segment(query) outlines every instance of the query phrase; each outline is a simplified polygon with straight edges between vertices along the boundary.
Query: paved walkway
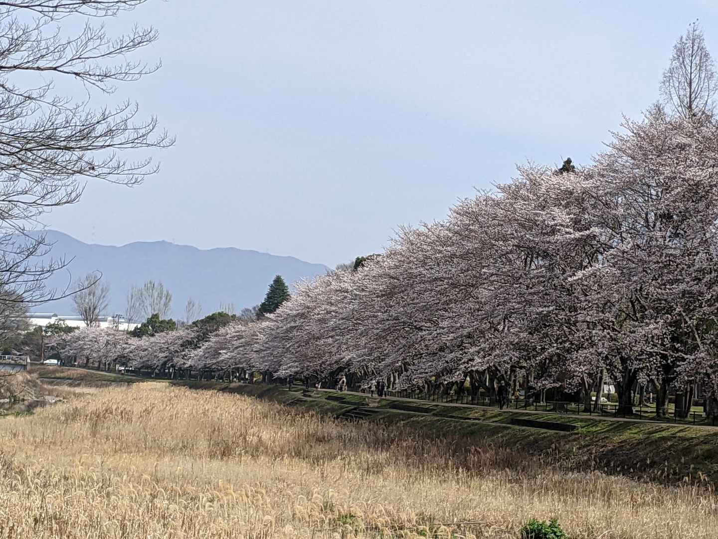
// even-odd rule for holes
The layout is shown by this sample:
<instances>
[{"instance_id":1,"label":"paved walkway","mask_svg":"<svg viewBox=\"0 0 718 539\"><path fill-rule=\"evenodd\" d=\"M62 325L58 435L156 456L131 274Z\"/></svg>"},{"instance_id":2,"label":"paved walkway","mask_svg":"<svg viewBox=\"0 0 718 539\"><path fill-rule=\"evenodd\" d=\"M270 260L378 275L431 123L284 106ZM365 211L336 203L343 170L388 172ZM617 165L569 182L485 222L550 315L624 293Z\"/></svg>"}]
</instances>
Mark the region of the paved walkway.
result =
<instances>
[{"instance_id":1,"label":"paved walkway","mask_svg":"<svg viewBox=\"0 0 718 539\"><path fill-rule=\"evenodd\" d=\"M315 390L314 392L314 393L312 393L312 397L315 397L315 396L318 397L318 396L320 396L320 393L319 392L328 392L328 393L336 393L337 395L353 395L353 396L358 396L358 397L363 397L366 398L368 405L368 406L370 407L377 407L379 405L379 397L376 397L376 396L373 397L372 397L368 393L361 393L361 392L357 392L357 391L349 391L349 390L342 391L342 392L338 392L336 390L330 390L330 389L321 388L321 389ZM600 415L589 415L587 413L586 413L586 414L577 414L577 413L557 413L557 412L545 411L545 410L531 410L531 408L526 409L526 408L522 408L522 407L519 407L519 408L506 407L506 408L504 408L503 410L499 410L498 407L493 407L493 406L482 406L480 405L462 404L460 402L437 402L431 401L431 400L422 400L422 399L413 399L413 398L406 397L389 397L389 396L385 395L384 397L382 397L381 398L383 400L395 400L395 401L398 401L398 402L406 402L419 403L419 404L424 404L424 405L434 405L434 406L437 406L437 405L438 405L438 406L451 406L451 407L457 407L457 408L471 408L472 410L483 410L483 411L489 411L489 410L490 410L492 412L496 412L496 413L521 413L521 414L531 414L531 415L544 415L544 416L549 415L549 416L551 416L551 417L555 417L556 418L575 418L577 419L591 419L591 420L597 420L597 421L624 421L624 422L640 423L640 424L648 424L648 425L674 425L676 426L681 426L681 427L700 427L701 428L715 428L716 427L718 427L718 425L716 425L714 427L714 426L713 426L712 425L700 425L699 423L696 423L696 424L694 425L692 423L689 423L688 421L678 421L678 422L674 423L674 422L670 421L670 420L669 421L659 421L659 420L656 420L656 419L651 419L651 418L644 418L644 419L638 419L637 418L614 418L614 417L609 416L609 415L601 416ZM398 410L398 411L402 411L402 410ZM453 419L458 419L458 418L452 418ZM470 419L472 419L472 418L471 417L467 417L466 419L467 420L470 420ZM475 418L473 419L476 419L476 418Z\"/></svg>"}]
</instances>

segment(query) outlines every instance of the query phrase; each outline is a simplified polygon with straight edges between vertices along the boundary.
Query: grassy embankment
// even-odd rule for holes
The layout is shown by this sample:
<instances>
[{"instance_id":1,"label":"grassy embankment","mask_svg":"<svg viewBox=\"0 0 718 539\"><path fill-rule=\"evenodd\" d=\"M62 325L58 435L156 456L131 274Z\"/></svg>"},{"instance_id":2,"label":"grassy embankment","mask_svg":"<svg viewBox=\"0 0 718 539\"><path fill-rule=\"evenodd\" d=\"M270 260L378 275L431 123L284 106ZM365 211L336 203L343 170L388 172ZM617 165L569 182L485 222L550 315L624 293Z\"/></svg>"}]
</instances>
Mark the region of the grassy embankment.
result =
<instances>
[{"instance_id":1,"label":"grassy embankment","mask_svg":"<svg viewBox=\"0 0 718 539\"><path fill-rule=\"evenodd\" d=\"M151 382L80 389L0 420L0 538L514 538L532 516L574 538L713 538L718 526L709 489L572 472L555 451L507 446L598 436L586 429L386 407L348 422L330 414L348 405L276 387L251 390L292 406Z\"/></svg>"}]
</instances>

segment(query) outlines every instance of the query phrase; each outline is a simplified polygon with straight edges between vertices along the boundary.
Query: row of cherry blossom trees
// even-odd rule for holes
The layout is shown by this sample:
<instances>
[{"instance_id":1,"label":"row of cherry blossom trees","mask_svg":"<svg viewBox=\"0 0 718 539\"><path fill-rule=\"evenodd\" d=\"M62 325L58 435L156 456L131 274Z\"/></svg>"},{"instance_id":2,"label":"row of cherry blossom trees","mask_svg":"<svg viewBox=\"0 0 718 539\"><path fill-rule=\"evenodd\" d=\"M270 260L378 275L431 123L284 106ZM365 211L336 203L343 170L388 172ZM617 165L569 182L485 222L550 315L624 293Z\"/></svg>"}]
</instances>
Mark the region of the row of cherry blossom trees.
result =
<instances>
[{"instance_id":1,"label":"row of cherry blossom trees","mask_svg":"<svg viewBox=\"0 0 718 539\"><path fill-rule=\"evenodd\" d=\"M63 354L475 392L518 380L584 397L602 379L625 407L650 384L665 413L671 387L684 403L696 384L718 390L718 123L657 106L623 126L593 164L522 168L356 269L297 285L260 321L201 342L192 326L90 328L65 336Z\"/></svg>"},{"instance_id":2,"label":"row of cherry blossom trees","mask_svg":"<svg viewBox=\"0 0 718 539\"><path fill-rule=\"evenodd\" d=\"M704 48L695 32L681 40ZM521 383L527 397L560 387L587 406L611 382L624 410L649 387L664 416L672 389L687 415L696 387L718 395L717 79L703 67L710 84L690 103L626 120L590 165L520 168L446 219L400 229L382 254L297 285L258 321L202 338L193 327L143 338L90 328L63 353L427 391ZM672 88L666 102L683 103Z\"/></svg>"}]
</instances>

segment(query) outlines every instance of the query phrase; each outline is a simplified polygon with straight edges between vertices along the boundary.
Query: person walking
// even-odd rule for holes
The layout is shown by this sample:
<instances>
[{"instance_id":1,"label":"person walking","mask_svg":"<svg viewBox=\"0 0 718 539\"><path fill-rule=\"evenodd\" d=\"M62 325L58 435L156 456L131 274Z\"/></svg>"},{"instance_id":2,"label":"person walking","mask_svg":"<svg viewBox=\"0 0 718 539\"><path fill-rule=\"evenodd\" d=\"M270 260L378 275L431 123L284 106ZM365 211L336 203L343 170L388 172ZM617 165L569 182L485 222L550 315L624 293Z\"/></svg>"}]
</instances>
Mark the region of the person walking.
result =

§ §

Return each line of the listing above that contains the word "region", copied unchanged.

[PROBLEM SOLUTION]
Mark the region of the paved walkway.
Mark the region of the grassy embankment.
Mark the region of the row of cherry blossom trees.
Mark the region of the person walking.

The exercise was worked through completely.